STATED GOAL
Rewrite the items from their start through the line that contains "x=201, y=151", both ends included, keeping the requests. Scale each answer coordinate by 0.3 and round it to a whole number, with halves rounding up; keep the numbers in the requests and their format samples unchanged, and leave the pictures out.
══ MATERIAL FOR THE TASK ══
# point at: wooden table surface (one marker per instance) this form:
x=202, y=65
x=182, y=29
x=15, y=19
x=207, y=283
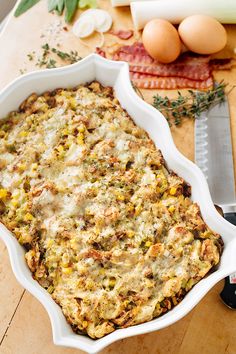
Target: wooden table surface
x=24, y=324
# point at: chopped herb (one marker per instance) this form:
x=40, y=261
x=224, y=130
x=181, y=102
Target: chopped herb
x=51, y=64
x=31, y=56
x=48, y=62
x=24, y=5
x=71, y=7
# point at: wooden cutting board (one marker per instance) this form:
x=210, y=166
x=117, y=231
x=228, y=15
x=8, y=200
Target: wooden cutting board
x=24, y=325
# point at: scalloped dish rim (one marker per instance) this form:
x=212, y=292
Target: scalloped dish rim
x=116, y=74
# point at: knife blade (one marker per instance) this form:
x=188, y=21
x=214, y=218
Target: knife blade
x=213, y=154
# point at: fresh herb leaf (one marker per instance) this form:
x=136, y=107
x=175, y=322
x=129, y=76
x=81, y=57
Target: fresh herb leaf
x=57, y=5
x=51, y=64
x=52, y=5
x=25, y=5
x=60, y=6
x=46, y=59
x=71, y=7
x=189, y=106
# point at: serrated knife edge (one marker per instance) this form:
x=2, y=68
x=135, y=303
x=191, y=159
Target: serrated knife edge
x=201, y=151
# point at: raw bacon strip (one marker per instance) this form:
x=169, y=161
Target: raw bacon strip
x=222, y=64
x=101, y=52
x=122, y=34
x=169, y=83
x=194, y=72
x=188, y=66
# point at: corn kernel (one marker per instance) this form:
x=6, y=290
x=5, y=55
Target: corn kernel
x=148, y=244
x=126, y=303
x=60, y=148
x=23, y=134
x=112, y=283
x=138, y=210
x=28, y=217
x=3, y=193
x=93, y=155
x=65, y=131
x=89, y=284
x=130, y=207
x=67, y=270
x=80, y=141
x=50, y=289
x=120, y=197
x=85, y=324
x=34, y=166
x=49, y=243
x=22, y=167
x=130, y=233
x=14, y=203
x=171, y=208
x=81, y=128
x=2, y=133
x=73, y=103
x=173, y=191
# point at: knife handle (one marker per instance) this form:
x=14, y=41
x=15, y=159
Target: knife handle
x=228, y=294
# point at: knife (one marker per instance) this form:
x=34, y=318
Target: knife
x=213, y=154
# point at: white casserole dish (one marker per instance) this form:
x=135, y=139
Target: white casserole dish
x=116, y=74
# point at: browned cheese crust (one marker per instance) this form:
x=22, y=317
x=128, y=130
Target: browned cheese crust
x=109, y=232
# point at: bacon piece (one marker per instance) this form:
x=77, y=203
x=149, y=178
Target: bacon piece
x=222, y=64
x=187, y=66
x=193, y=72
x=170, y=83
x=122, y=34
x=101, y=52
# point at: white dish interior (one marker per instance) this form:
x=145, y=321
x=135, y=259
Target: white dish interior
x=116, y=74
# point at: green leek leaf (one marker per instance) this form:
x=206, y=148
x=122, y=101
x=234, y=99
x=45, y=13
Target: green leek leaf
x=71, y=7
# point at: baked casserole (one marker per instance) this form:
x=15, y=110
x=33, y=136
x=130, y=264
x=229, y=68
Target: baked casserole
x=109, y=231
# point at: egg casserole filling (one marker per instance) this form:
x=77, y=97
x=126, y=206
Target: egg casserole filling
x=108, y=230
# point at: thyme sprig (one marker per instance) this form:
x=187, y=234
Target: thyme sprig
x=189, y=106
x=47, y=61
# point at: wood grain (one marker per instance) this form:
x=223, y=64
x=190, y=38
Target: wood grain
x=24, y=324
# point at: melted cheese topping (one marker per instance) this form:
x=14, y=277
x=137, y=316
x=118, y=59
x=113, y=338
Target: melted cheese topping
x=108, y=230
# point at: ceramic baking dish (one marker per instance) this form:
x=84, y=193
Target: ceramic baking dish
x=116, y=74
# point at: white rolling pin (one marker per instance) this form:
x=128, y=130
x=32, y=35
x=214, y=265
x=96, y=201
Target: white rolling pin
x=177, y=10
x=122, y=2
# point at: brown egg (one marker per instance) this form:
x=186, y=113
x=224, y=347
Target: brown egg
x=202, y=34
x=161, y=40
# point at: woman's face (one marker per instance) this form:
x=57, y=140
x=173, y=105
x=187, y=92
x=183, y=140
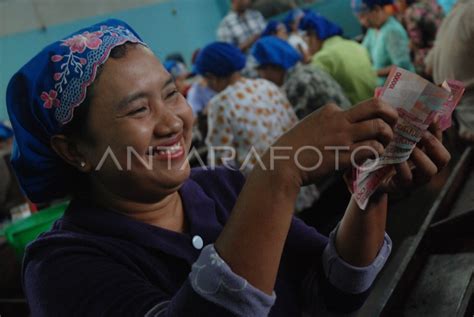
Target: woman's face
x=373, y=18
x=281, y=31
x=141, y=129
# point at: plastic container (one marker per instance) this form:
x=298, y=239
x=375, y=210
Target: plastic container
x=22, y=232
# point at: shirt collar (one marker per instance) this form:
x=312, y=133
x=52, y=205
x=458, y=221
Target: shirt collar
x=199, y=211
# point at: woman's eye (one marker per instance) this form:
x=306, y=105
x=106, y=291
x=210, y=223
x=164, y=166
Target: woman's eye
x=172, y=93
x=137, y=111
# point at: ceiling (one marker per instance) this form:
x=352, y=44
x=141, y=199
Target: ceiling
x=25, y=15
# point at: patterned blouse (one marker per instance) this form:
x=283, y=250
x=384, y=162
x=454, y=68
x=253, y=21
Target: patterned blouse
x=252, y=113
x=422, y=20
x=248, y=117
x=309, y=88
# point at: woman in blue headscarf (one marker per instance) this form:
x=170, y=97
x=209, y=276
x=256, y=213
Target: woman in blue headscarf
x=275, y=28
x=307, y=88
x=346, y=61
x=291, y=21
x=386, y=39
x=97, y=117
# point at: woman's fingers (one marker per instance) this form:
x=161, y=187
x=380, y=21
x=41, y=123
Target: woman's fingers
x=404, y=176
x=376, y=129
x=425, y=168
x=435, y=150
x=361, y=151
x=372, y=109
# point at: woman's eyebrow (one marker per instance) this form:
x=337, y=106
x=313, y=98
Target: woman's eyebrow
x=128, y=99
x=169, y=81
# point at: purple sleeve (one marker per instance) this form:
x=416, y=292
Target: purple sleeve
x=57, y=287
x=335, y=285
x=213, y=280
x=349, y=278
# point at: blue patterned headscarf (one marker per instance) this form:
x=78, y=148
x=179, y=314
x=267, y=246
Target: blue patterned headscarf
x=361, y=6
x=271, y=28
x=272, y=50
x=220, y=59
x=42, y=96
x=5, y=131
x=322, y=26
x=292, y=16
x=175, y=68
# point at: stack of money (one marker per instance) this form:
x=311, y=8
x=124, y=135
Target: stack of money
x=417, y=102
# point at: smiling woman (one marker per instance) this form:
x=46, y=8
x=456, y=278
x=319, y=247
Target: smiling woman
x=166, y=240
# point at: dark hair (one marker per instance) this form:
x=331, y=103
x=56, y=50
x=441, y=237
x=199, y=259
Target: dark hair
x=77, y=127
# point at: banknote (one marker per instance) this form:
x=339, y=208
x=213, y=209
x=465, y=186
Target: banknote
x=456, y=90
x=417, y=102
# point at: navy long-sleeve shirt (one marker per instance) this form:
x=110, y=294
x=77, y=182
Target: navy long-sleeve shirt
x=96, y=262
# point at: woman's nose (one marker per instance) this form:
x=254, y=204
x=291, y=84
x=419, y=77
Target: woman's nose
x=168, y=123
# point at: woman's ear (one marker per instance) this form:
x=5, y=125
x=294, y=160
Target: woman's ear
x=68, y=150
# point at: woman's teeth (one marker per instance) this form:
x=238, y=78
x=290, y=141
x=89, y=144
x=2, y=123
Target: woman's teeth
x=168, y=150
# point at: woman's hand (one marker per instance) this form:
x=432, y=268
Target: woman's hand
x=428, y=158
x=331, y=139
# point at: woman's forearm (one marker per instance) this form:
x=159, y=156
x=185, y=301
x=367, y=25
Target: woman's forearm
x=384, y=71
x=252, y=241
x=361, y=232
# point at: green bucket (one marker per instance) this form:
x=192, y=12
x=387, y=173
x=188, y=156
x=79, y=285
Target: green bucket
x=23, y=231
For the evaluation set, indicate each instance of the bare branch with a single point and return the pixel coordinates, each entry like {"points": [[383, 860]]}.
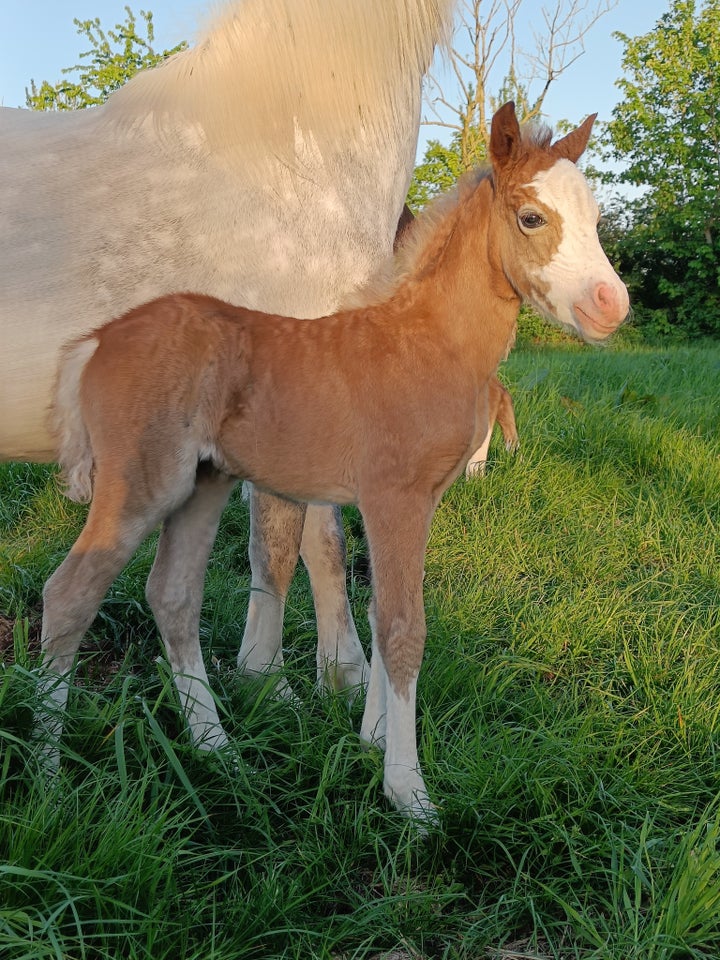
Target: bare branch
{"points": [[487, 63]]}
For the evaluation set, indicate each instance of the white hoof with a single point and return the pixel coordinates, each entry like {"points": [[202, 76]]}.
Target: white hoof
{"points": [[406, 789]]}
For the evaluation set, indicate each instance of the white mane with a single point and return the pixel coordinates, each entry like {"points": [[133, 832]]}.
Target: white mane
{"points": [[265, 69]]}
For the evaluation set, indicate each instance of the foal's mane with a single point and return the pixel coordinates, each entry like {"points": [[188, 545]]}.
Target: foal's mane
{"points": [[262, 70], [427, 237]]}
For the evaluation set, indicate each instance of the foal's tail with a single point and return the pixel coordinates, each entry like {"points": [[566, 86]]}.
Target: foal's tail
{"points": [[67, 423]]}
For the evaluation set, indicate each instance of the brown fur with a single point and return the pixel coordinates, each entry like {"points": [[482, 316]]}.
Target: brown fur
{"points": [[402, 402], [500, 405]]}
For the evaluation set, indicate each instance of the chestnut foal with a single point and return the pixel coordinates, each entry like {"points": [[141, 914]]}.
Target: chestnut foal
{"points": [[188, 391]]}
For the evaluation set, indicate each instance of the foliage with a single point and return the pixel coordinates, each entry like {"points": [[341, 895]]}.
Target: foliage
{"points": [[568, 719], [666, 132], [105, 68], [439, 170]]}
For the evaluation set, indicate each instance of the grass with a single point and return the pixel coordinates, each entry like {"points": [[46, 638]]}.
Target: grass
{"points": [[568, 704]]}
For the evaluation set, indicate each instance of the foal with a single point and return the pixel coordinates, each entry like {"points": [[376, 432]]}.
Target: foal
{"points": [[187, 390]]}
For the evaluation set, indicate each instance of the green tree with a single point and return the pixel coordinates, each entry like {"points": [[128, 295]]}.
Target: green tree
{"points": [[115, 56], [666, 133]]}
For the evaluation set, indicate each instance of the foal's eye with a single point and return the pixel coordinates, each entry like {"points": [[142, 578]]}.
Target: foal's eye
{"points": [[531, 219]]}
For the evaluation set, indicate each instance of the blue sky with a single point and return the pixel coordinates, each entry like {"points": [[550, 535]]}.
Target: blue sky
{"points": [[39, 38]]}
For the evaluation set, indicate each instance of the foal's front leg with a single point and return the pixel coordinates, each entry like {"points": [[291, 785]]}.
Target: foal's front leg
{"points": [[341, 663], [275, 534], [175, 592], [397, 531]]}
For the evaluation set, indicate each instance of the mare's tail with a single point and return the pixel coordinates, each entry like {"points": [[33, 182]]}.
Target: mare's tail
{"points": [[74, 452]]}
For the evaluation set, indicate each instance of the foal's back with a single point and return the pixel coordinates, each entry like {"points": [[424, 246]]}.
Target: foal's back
═══
ANSWER TO THIS EXERCISE
# point at: wooden table surface (one marker per instance) this form:
x=202, y=65
x=182, y=29
x=15, y=19
x=207, y=283
Target: wooden table surface
x=7, y=97
# point at: chopped herb (one marker per instance) this form:
x=40, y=261
x=224, y=130
x=181, y=102
Target: chopped herb
x=15, y=19
x=9, y=17
x=14, y=19
x=7, y=2
x=21, y=2
# point at: wooden cutting board (one marker per instance) this form:
x=210, y=166
x=117, y=231
x=228, y=15
x=8, y=200
Target: wooden cutting board
x=7, y=98
# point at: scalloped dish rim (one marker per instance) this form:
x=212, y=292
Target: scalloped dish rim
x=35, y=22
# point at: knife blade (one marker per instance) this form:
x=188, y=21
x=214, y=218
Target: knife blade
x=64, y=46
# point at: fresh herb leaf (one marker per instance) this form:
x=136, y=107
x=175, y=322
x=129, y=76
x=81, y=57
Target: fresh herb leaf
x=17, y=2
x=15, y=19
x=16, y=2
x=8, y=2
x=18, y=2
x=14, y=18
x=21, y=2
x=57, y=32
# point at: serrated knife edge (one marker per instance) this form:
x=2, y=68
x=135, y=303
x=191, y=159
Target: serrated knife edge
x=60, y=45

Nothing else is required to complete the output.